• _Stored dataset items_
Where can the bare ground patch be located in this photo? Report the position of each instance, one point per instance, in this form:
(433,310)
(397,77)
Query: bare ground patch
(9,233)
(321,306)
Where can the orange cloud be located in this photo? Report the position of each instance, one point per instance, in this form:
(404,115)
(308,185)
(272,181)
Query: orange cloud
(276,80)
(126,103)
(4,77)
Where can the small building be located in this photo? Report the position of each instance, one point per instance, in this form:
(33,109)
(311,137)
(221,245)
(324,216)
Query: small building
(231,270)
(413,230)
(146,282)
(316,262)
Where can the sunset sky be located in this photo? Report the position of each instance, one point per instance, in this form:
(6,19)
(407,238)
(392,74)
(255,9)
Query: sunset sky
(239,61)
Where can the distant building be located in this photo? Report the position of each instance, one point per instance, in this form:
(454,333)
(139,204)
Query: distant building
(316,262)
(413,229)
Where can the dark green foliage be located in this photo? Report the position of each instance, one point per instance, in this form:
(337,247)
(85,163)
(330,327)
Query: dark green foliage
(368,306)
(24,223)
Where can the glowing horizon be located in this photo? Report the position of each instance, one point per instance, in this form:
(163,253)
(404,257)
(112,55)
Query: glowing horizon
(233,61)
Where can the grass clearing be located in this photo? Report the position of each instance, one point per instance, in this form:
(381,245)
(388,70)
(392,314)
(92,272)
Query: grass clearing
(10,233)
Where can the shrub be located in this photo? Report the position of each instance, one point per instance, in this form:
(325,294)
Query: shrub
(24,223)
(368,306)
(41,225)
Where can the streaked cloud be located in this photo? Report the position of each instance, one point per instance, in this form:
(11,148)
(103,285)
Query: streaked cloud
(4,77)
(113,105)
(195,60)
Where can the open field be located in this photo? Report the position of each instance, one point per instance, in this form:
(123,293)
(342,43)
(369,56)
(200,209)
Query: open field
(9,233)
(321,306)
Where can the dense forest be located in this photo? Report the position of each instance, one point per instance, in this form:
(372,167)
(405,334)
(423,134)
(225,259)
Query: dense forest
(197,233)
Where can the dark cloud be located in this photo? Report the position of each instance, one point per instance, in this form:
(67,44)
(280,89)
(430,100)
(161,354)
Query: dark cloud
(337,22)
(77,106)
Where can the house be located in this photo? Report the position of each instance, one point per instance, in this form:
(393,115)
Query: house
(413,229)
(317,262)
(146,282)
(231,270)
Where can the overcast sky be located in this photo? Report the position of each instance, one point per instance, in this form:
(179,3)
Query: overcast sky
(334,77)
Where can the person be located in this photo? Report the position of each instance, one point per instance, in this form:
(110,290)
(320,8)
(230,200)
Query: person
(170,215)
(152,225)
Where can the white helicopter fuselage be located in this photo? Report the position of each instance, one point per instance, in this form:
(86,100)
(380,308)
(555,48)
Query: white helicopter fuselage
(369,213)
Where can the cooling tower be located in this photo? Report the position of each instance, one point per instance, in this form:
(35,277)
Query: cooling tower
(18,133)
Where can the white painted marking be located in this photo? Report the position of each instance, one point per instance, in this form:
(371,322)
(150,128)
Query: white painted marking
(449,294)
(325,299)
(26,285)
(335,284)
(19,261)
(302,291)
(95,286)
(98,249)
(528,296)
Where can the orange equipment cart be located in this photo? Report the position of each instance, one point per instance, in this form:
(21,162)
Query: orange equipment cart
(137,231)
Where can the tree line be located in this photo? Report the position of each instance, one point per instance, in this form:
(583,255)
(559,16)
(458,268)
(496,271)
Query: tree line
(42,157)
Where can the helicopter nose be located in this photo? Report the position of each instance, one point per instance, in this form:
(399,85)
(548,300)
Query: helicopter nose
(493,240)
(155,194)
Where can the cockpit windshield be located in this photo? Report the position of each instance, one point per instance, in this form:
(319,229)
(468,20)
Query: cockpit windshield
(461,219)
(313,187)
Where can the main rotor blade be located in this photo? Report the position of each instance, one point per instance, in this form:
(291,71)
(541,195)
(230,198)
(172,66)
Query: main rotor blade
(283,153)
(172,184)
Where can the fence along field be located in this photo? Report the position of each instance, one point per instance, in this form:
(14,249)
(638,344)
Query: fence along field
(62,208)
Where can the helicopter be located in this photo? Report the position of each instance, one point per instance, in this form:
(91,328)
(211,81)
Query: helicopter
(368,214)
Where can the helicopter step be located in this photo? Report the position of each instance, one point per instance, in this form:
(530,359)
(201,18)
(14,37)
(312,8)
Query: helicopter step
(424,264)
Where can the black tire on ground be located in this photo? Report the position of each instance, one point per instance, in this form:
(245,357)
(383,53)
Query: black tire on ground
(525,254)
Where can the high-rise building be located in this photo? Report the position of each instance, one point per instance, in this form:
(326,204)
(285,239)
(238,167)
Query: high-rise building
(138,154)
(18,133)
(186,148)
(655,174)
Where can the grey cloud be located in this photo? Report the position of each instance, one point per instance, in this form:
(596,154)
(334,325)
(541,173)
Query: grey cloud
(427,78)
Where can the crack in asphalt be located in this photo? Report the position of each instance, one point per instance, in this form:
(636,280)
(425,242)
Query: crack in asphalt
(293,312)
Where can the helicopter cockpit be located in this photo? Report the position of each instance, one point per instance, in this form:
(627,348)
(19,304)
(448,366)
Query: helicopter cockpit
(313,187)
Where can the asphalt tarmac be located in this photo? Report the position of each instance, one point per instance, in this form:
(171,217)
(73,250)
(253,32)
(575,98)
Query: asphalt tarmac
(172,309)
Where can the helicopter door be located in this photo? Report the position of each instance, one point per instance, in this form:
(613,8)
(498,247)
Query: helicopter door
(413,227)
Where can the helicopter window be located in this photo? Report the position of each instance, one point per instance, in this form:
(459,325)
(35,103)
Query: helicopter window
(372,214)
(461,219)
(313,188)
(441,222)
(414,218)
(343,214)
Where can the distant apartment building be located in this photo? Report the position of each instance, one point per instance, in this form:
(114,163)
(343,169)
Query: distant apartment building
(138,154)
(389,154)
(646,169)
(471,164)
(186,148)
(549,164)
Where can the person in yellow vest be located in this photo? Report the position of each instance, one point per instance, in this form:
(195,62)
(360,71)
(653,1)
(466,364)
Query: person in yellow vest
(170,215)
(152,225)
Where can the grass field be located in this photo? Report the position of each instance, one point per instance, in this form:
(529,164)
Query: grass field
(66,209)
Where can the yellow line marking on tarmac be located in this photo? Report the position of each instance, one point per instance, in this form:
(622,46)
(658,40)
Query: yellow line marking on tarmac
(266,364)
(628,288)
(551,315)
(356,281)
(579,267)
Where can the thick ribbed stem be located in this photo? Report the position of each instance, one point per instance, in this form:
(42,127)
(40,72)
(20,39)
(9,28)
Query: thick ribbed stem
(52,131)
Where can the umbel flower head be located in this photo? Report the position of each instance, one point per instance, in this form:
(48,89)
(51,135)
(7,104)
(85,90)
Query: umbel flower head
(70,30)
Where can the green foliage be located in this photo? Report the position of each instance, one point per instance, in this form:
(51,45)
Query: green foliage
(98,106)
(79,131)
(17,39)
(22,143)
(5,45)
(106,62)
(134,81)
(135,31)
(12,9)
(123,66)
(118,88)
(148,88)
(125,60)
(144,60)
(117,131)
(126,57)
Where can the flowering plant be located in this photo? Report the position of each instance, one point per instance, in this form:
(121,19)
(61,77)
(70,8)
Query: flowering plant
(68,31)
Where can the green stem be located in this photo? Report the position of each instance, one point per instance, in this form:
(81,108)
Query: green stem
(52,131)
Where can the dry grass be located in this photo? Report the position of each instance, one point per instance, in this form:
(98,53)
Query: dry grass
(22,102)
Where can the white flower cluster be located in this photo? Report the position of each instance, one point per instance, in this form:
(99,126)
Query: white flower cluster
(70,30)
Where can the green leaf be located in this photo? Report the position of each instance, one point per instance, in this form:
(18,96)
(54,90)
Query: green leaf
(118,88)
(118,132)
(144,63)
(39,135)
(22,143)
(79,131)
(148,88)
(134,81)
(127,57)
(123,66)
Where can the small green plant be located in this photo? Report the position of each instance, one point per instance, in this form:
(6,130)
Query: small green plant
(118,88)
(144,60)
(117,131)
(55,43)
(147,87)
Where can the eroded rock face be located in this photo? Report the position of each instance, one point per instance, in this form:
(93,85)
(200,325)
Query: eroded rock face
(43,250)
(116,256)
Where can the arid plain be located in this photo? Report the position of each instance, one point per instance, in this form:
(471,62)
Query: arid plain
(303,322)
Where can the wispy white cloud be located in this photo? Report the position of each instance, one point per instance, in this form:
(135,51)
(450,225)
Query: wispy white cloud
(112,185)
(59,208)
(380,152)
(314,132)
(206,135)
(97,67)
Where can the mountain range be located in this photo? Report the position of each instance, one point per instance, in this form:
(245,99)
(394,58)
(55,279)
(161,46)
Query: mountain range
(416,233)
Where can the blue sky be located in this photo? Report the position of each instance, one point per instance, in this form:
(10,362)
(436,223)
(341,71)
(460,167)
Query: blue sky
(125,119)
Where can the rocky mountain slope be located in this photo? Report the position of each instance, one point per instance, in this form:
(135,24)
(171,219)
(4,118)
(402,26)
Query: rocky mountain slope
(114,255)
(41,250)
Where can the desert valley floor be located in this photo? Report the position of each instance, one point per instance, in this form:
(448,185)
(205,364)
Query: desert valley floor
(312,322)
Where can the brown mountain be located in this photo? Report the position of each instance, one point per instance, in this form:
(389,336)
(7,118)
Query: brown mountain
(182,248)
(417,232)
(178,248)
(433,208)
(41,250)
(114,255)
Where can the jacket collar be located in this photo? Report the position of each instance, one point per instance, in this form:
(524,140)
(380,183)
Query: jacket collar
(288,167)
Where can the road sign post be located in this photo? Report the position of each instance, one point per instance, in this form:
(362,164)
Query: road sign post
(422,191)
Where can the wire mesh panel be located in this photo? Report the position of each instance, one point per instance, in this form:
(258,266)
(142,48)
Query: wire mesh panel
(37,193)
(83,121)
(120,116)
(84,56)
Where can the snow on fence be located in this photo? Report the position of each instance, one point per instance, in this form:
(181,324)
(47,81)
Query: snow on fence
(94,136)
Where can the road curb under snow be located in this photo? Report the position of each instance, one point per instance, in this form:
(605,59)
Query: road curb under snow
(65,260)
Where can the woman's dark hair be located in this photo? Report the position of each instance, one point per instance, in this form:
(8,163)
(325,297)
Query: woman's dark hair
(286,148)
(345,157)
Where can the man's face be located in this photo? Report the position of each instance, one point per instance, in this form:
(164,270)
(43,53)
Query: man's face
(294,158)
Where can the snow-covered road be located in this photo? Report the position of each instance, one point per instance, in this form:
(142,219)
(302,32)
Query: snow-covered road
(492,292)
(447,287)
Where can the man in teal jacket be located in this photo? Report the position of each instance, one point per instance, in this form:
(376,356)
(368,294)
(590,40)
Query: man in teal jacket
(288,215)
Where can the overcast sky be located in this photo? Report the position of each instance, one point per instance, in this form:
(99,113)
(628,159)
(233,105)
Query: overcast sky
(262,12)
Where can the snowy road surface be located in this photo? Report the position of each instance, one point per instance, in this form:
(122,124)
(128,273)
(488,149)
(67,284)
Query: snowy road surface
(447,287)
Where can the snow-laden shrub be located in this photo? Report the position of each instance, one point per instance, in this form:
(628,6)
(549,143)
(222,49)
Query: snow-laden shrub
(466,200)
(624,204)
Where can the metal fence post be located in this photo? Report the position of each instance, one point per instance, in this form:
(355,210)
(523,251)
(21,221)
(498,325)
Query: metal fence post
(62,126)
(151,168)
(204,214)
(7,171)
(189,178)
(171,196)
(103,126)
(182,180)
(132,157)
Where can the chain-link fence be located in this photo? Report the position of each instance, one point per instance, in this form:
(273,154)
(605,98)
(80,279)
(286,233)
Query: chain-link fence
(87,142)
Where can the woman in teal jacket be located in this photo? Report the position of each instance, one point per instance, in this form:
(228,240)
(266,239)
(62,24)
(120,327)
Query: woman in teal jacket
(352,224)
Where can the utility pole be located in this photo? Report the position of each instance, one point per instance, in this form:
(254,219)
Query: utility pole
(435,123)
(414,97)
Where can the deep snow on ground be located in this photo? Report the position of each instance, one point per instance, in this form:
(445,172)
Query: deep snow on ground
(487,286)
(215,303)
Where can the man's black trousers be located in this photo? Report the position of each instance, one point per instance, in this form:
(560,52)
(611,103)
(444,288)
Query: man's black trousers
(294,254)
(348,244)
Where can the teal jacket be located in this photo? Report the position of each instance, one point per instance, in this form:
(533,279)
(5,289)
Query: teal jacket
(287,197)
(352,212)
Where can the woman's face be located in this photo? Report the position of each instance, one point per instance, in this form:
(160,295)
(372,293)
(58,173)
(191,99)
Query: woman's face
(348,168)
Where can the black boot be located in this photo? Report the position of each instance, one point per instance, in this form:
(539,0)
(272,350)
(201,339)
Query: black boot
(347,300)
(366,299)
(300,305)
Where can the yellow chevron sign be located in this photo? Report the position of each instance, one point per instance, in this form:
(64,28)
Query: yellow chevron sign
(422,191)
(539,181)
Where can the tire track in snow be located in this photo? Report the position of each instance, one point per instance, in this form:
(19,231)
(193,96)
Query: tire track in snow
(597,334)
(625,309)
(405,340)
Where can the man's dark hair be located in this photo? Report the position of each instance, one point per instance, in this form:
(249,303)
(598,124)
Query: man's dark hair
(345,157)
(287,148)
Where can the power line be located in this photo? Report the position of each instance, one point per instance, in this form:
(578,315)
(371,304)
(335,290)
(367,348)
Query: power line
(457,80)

• _WORK TO DO_
Every line from the one containing "Where can the woman's face" through the last line of the entries must be written out verbatim, and no other line.

• _PROBLEM SOLUTION_
Where can the woman's face be located in this photo? Report the position of each instance, one point per instance, in this form:
(160,295)
(372,293)
(58,173)
(191,99)
Query: woman's face
(348,168)
Where can the black boot be located in this photo? Report the position of each instance, one point per instance, in this form:
(539,0)
(272,350)
(201,339)
Query: black boot
(347,300)
(366,299)
(300,305)
Where can the yellow chevron sign be located in this photo? Report the position of each instance, one point per instance, in this form:
(64,28)
Query: yellow chevron sign
(422,191)
(539,181)
Where can the tire track in snow be located in this photo? Report the position of each instance, one point per instance, in this form:
(19,231)
(193,96)
Query: tire track in snow
(597,334)
(625,309)
(405,340)
Where can the man's dark hair be located in this photo? Report the position of each instance, one point per instance, in this form:
(249,303)
(598,124)
Query: man's dark hair
(345,157)
(287,148)
Where can the power line be located in this photo? Report the position of each instance, one point per instance, in this form:
(578,315)
(371,304)
(335,290)
(367,348)
Query: power line
(457,80)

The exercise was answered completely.